• _Task prompt_:
Please report every line in the entries that contains the string "white".

*** Extracted information ***

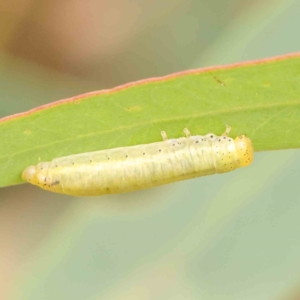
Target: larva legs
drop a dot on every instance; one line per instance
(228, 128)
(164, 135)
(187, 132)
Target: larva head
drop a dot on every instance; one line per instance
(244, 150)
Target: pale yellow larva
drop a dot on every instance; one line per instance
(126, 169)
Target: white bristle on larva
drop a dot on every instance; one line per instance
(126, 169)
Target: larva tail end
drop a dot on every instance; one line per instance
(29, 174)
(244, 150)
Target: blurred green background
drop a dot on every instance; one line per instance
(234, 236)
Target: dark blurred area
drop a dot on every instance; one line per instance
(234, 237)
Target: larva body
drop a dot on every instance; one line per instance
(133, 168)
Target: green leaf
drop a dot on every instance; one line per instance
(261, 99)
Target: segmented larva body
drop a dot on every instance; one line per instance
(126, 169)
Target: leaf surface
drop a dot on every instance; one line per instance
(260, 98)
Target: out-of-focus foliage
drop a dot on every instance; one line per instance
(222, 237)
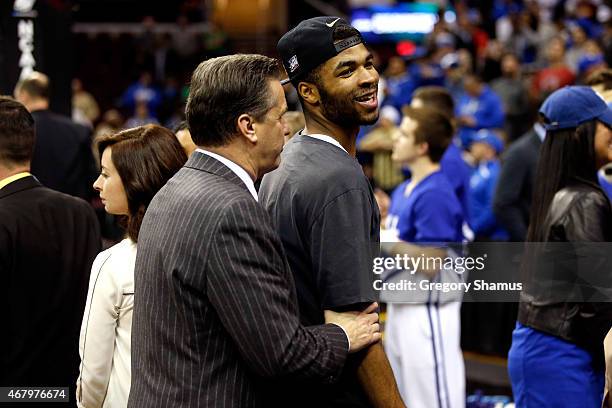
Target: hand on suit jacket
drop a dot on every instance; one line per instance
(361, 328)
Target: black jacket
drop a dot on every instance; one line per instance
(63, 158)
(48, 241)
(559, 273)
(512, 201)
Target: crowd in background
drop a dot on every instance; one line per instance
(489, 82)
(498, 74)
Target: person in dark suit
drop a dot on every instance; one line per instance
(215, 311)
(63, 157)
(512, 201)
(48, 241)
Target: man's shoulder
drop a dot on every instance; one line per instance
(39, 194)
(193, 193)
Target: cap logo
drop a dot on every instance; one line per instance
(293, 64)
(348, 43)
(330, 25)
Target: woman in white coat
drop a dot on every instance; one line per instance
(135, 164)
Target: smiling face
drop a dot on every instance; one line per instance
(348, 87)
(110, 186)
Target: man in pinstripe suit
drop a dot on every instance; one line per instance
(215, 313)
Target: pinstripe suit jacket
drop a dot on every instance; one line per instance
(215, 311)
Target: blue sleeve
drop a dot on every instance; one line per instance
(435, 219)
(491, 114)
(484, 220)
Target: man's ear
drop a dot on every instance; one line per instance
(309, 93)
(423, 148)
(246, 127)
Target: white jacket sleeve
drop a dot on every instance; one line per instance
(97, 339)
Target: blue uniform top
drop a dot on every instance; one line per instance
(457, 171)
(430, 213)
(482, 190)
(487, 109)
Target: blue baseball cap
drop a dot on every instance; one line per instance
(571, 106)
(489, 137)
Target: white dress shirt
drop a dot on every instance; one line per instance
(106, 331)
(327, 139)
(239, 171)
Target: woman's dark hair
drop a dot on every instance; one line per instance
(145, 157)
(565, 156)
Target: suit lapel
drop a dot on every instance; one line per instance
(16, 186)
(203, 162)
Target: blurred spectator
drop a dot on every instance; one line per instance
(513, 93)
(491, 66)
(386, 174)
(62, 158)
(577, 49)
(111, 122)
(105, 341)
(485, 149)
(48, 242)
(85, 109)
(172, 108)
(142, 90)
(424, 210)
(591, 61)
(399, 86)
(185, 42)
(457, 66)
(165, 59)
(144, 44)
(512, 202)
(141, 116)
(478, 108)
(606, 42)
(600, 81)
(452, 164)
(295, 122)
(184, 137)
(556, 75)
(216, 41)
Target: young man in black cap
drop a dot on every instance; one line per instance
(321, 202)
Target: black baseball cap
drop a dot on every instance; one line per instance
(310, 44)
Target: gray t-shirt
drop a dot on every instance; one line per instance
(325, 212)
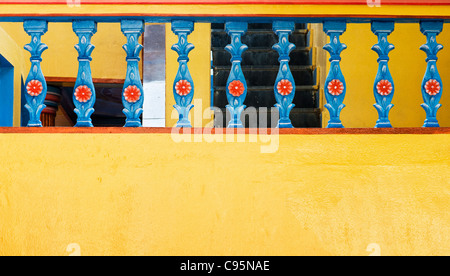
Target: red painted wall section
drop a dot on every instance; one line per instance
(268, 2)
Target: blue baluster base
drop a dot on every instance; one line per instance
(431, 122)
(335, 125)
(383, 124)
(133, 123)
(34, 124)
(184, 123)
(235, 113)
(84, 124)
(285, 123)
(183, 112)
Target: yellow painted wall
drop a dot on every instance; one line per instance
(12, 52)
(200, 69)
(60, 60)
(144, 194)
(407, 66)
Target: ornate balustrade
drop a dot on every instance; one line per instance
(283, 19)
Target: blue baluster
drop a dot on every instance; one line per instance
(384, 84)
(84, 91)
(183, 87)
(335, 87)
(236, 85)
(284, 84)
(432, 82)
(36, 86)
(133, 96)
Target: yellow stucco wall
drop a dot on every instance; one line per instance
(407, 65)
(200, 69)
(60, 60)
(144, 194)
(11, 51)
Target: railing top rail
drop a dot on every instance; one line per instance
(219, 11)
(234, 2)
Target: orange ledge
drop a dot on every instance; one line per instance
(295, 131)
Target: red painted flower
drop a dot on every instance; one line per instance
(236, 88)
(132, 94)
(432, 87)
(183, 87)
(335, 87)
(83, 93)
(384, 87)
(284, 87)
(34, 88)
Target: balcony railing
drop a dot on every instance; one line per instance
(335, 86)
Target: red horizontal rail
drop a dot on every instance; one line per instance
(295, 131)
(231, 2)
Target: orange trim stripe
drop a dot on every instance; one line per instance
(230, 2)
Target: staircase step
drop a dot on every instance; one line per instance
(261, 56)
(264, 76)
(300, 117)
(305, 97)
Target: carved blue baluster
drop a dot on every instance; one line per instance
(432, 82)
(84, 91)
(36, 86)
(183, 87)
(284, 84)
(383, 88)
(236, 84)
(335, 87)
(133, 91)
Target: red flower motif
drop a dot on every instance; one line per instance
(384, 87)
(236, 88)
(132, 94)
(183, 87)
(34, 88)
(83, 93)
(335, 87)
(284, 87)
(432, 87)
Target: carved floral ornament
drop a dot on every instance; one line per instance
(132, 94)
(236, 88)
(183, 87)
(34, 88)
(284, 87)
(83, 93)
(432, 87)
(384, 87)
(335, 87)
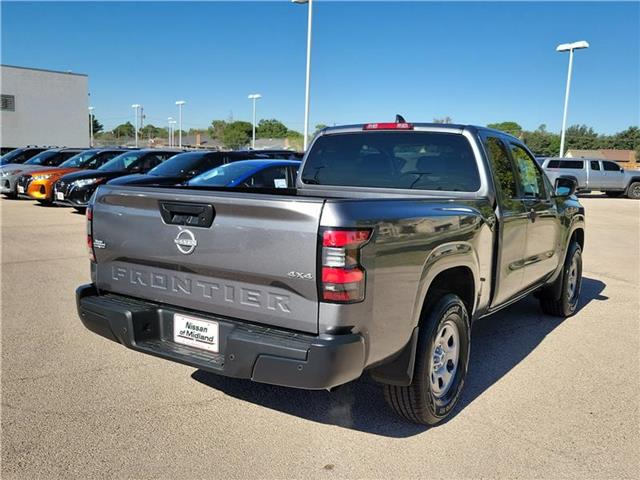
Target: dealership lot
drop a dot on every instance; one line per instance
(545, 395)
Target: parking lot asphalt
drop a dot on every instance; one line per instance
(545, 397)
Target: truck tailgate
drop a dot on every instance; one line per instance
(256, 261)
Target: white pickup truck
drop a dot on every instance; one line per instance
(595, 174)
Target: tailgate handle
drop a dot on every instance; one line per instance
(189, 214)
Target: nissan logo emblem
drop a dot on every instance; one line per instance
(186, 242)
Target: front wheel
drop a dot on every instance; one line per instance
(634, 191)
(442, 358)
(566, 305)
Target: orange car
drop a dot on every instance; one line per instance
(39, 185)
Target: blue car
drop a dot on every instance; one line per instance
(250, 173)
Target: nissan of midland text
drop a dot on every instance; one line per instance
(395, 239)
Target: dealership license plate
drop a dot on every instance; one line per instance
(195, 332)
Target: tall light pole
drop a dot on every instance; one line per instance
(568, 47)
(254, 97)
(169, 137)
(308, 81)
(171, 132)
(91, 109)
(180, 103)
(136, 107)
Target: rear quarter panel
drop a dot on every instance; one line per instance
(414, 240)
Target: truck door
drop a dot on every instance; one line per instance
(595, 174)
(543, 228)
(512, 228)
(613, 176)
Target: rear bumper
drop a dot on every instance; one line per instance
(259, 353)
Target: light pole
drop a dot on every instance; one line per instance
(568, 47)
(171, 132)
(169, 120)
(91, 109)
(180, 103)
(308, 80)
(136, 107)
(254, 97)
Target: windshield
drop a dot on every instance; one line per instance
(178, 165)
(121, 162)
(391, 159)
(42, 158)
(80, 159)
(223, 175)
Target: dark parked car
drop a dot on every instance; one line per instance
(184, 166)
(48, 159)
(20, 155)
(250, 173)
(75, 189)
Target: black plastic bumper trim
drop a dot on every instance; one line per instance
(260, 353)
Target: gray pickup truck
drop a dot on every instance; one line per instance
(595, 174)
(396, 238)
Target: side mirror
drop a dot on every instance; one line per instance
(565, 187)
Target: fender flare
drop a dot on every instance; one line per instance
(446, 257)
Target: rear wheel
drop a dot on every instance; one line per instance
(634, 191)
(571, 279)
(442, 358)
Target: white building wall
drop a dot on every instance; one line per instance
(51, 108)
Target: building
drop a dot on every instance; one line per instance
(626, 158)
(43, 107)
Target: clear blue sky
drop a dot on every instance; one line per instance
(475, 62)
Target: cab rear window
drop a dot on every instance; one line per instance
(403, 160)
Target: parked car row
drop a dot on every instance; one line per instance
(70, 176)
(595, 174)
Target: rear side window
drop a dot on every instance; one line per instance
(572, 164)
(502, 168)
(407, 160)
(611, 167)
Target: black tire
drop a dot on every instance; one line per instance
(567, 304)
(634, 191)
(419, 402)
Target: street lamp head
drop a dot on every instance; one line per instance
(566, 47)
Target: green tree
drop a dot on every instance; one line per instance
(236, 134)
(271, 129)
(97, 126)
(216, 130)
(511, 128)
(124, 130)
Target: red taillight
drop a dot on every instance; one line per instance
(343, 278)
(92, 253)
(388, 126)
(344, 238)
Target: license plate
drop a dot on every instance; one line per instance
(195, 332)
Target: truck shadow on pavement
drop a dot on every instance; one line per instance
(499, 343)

*** End of Extracted information ***
*** Extracted information ***

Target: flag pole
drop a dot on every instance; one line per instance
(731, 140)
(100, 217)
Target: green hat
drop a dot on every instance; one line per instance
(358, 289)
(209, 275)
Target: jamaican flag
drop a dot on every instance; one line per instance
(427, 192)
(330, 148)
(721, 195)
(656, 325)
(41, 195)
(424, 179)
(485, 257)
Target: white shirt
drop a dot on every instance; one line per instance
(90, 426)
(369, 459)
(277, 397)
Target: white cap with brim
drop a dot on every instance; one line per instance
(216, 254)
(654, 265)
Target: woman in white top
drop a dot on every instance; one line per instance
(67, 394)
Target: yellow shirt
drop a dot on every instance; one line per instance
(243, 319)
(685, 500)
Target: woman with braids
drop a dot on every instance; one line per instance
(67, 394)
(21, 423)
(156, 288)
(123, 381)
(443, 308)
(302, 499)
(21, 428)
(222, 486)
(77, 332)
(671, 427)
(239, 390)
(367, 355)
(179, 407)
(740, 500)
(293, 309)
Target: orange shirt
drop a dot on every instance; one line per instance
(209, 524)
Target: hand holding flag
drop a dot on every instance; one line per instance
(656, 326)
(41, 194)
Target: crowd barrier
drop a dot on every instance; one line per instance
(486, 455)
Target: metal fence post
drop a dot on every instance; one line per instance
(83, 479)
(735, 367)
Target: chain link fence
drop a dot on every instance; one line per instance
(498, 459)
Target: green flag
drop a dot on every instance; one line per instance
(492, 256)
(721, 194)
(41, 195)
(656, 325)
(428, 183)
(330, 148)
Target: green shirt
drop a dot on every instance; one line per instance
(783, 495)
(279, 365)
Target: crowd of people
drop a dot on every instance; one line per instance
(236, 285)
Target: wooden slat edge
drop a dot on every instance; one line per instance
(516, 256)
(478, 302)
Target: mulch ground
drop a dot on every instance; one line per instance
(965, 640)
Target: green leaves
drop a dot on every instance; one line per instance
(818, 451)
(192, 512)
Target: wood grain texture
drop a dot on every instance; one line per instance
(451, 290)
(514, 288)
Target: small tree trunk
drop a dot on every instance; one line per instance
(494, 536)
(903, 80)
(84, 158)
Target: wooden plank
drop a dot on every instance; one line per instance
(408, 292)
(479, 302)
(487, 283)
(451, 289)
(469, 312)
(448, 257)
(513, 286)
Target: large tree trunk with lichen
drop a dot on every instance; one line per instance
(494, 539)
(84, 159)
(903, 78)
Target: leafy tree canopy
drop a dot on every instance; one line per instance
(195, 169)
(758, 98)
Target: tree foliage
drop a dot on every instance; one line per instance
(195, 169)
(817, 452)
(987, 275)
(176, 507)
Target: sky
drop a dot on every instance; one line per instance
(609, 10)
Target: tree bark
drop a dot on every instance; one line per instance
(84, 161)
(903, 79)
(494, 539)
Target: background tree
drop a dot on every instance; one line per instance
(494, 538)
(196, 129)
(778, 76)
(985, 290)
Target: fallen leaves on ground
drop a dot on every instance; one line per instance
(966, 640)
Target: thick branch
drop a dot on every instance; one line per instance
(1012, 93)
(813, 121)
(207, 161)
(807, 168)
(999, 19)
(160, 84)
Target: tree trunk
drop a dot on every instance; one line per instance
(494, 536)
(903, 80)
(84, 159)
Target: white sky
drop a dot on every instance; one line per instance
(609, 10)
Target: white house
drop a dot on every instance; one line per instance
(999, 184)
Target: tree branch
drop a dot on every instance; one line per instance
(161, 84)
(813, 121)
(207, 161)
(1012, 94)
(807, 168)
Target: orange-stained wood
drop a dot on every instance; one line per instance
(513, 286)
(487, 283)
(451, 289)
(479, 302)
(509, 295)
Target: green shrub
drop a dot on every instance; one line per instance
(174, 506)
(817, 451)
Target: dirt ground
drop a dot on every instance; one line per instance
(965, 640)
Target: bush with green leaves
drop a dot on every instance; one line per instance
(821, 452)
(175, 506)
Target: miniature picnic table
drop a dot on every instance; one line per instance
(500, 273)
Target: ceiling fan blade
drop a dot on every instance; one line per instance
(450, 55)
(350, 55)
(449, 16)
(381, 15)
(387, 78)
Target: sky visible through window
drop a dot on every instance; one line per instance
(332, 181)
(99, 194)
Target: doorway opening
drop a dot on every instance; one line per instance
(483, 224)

*** End of Extracted information ***

• _Exercise output_:
Target: white bristle on larva
Target: woman in white coat
Target: white jacket sleeve
Target: white dress shirt
Target: white pickup truck
Target: white building wall
Target: white shirt
Target: white cap with brim
Target: woman in white top
Target: white sky
Target: white house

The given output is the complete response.